• Problem requirements: Please give back the listing below word for word, without the images.

• Source information:
+++++

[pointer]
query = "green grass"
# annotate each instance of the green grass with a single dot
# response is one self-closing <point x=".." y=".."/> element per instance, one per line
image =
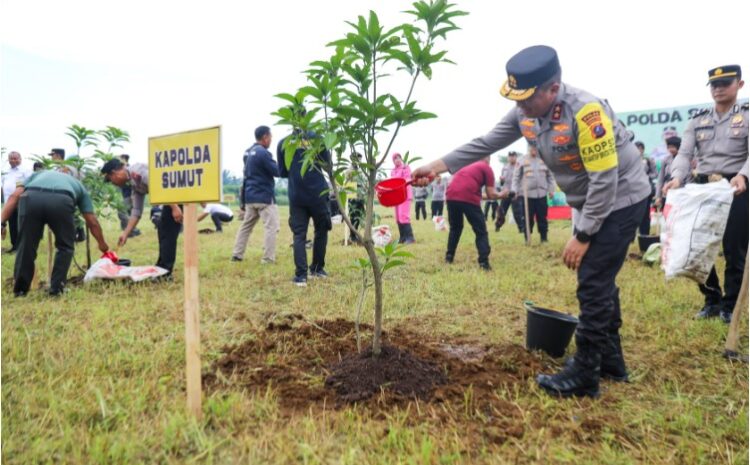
<point x="98" y="375"/>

+++++

• Written reply:
[pointer]
query = "green grass"
# annotate each instance of the green grass with a single dot
# response is one self-closing <point x=".." y=".."/> element per instance, one per line
image =
<point x="98" y="375"/>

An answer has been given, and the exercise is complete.